▸ **BRIEF**
Take the listing and print it in full, exactly as given.

[Pointing and labeling entries]
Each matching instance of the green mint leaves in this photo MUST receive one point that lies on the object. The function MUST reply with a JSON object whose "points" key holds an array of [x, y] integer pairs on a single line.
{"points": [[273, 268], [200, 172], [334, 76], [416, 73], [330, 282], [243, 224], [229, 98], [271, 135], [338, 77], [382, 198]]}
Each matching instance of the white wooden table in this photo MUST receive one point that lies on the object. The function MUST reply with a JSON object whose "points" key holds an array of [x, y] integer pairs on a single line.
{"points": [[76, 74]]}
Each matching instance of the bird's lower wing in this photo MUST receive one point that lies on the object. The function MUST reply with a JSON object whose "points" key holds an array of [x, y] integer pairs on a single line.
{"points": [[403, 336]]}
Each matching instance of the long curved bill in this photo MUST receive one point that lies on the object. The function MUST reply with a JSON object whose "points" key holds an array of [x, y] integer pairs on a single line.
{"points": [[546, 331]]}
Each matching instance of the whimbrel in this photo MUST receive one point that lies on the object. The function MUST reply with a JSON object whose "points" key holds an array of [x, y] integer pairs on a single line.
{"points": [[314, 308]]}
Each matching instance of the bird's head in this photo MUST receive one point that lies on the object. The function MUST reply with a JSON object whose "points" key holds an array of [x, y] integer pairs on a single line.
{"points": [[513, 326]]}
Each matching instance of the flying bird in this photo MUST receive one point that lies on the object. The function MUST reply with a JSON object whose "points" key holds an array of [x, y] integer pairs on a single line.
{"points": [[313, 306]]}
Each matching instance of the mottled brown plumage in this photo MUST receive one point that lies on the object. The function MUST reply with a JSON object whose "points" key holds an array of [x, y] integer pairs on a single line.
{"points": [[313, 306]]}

▸ **TASK RESPONSE**
Each matching instance of the green mint leaves in this photo MUST receive one point that lies on the object. The function MUST reply with a JSON object whose "points" key holds an array of [x, y] integer pairs on a single line.
{"points": [[273, 268], [200, 172], [334, 76], [416, 73], [330, 282], [243, 224], [229, 98], [271, 135], [338, 77], [382, 198]]}
Each matching instance of the white wooden table in this photo MUST receive one point that lies on the object. The function MUST reply with a JSON object whose "points" key holds an array of [x, y] integer pairs on a single line.
{"points": [[76, 74]]}
Each matching instance of the bird's lower wing in this photo MUST receive one point that lies on the object. The function MUST reply with a JSON object whose "points" key holds an array of [x, y] integer pairs on a single line.
{"points": [[403, 336]]}
Each matching instance of the long curved bill in this photo MUST receive one point that lies on the object. The function MUST reply with a JSON object whose "points" key holds an array of [x, y] integer pairs on a single line.
{"points": [[546, 331]]}
Each matching instance of the whimbrel in this photo MUST receive one point that lies on the object. The function MUST reply with a JSON object whose "points" key holds an array of [x, y] integer pairs on a single line.
{"points": [[314, 308]]}
Each matching instance of the bird's head in this photo MUST receive one point that lies on the object. The function MUST reply with a JSON object whose "points" key holds an array of [x, y] integer pairs on a single line.
{"points": [[513, 326]]}
Each matching instance of the flying bird in this photo MUST receive one point that lies on the object. The function MUST reply with a JSON object whose "points" key holds an array of [x, y] integer pairs on a single line.
{"points": [[313, 306]]}
Each matching instance of the mottled brown plumage in this photo MUST receive one point that lies on the object. The function MUST reply with a JSON object whose "points" key holds an array of [x, y] integer pairs on a single line.
{"points": [[313, 306]]}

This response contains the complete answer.